Start of Block

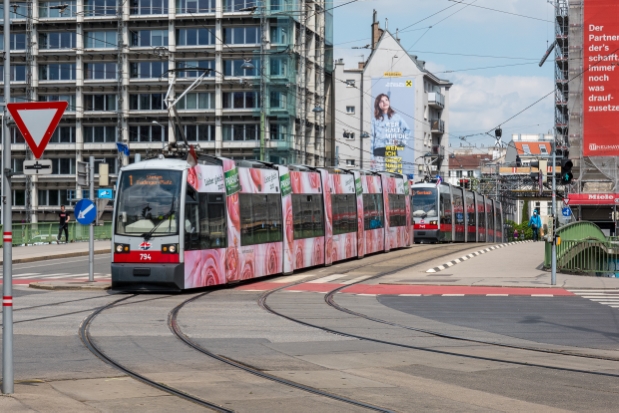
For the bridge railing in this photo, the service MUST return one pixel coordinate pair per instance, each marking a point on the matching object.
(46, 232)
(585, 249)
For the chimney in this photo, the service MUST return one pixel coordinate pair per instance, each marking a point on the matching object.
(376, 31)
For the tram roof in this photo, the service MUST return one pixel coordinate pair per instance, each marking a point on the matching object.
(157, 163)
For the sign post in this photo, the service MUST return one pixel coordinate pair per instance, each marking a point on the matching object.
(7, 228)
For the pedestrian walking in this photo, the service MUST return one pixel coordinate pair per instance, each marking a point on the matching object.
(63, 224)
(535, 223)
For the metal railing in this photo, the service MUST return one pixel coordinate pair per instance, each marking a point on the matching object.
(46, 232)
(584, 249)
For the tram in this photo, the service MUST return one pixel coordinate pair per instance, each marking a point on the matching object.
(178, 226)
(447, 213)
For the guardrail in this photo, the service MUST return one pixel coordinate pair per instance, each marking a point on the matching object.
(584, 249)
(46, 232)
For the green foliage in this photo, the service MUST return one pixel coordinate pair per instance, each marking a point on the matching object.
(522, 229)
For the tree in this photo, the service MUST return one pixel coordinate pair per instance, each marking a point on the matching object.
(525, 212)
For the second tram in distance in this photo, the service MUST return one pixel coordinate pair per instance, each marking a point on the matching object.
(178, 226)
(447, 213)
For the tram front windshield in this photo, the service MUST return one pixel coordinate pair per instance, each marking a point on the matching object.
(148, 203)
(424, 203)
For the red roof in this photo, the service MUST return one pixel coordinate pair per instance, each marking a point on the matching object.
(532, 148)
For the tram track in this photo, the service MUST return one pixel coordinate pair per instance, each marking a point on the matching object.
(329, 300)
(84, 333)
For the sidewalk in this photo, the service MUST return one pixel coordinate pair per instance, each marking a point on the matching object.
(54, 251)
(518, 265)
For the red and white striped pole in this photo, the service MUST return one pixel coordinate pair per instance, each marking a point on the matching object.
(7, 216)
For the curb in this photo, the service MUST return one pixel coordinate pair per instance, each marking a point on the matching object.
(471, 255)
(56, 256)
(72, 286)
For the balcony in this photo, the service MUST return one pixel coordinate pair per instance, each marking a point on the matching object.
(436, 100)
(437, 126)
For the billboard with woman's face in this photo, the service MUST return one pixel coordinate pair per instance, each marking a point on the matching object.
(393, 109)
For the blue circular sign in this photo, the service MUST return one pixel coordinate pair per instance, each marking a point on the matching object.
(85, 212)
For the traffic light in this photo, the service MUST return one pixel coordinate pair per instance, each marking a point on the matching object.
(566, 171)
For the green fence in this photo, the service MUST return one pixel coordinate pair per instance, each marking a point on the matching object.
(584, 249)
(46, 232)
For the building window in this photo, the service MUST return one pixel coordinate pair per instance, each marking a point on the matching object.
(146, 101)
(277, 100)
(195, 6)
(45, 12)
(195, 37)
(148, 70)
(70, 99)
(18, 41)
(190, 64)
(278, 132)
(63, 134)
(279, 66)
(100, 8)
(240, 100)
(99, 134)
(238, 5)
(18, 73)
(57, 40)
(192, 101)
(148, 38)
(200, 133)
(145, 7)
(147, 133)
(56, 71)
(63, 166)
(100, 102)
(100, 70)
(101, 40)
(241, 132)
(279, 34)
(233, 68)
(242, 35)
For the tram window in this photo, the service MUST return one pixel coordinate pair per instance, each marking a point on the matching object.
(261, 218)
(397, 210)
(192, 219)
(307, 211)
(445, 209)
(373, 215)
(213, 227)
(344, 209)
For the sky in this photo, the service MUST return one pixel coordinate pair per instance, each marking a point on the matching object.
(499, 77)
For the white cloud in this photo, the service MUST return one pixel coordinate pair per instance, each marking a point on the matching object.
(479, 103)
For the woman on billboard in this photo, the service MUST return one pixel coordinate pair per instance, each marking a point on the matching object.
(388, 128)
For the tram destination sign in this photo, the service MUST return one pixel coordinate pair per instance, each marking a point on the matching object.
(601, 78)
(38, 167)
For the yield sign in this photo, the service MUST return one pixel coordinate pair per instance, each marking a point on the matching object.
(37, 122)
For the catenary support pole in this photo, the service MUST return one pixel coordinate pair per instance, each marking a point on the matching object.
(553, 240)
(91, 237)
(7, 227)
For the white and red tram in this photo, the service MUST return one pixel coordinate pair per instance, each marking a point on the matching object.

End of Block
Start of Block

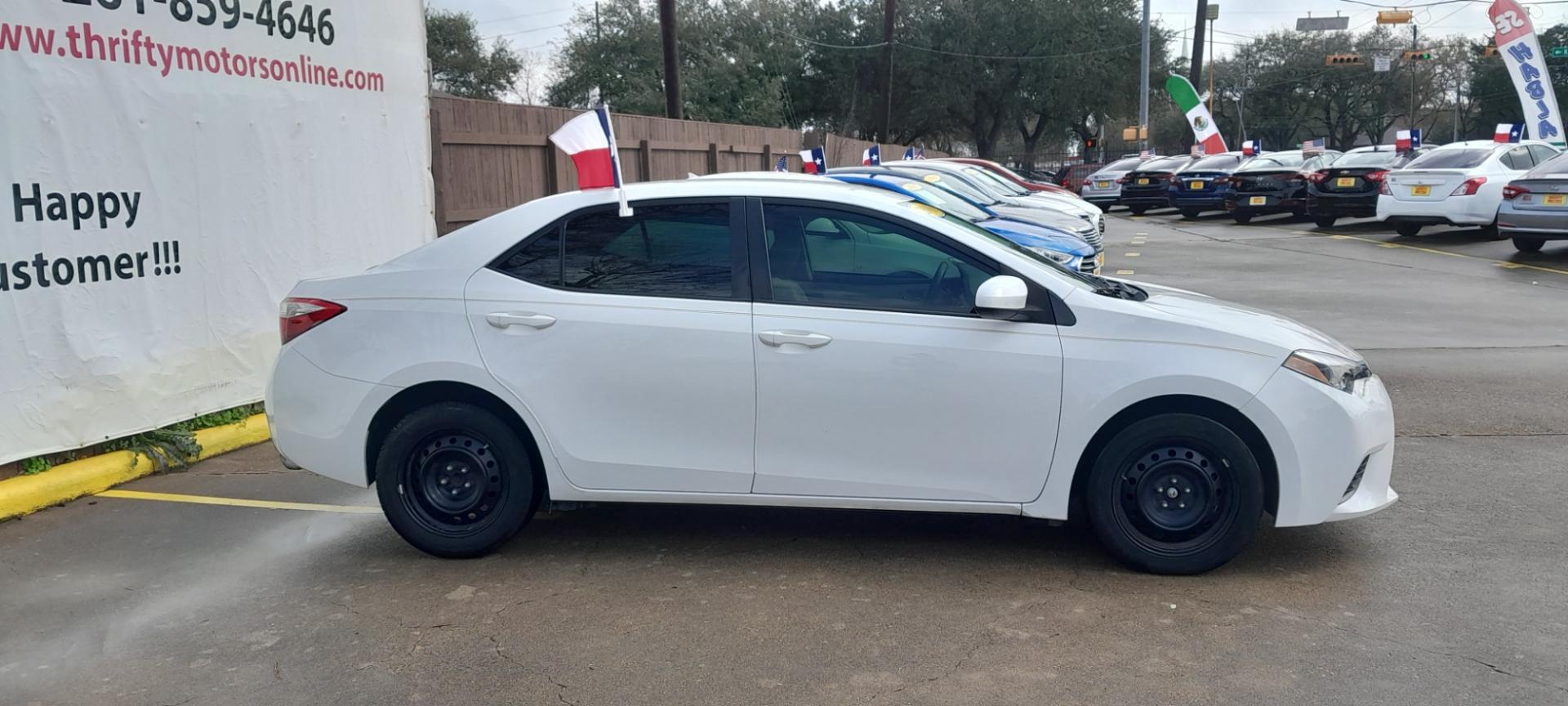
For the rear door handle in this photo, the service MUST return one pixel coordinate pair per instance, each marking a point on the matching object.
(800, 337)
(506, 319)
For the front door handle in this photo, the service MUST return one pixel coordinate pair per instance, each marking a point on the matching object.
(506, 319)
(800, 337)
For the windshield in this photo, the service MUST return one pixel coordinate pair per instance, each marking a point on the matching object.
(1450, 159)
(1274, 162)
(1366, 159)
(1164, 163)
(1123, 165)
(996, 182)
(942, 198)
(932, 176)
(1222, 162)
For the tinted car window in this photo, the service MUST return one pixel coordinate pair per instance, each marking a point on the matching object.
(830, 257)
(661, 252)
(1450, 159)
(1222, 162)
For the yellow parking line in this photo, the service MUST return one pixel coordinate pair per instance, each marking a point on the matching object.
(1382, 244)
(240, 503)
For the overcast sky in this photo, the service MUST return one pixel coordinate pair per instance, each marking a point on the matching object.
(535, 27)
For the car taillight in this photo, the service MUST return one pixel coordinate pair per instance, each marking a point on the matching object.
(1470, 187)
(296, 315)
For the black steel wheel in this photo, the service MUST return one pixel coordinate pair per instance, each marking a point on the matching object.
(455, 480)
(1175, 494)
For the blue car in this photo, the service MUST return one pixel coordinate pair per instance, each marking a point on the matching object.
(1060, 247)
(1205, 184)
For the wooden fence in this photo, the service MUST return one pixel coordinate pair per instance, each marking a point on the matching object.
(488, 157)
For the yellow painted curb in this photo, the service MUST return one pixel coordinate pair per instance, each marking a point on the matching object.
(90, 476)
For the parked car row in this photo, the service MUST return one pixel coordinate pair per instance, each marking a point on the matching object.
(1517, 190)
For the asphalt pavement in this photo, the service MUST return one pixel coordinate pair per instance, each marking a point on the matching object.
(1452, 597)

End of Block

GOAL OF THE EXERCISE:
Going back over the entries above, copy word for word every line from the one that has "For the catenary" on through the one that has "For the white and".

WRITTEN RESPONSE:
For the catenary support pole in this photo, the service MUST return one pixel coordinate pair per instance, each marking a point on the matching object.
(553, 240)
(91, 237)
(7, 227)
For the white and red tram in this photo, the service MUST return one pixel coordinate pair per instance, each marking a point on the matching object.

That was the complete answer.